## Start EXTRACTED DATA
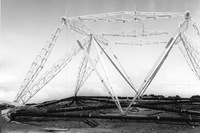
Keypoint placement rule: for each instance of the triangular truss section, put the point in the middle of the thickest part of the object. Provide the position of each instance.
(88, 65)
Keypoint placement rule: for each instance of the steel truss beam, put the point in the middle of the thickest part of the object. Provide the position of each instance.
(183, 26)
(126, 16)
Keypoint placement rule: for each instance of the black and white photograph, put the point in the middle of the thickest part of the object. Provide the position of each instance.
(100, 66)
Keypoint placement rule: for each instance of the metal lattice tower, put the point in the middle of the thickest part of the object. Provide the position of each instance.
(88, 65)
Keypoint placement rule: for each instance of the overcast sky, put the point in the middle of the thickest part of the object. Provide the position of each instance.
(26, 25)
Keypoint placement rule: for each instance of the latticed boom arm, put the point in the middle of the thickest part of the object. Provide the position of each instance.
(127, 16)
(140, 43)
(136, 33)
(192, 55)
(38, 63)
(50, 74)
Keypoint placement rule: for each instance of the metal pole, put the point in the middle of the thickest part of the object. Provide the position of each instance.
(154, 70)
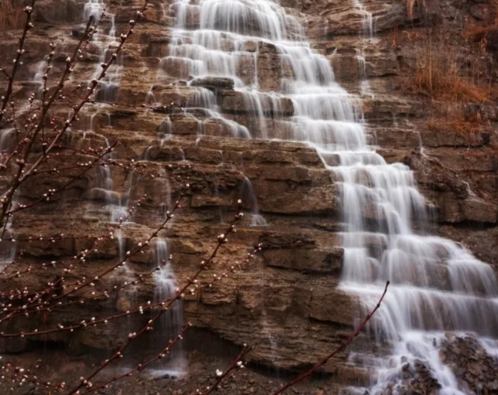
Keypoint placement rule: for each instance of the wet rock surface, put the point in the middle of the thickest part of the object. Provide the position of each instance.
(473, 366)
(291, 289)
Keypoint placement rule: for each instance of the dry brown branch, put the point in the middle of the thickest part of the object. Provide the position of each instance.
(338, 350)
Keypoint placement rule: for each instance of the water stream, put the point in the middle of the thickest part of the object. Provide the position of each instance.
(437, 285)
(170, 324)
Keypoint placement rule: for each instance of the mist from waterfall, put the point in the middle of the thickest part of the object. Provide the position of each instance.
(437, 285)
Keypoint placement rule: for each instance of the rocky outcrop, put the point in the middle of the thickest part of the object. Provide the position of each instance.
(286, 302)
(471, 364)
## End EXTRACTED DATA
## Start EXTRACTED DATA
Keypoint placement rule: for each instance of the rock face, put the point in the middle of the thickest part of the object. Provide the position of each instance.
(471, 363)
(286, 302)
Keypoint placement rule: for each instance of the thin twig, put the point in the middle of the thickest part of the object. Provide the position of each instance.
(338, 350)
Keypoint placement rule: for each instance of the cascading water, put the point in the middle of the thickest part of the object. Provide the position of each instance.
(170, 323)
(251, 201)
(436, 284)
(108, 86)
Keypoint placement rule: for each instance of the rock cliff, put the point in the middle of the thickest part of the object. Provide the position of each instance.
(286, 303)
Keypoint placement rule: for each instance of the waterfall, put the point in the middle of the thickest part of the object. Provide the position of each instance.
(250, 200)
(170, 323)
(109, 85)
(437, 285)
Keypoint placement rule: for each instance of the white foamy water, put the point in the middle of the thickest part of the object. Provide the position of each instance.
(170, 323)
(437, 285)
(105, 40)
## End EXTRACTED DATA
* _DIRECTION_
Select each line of the data above that contains the word "beam". Uppercase and lowercase letters count as different.

* _PROBLEM SOLUTION_
Keypoint placement rule: for each instance of the steel truss beam, put the point in the middle of the thickest part of the object. Provide the position of each instance.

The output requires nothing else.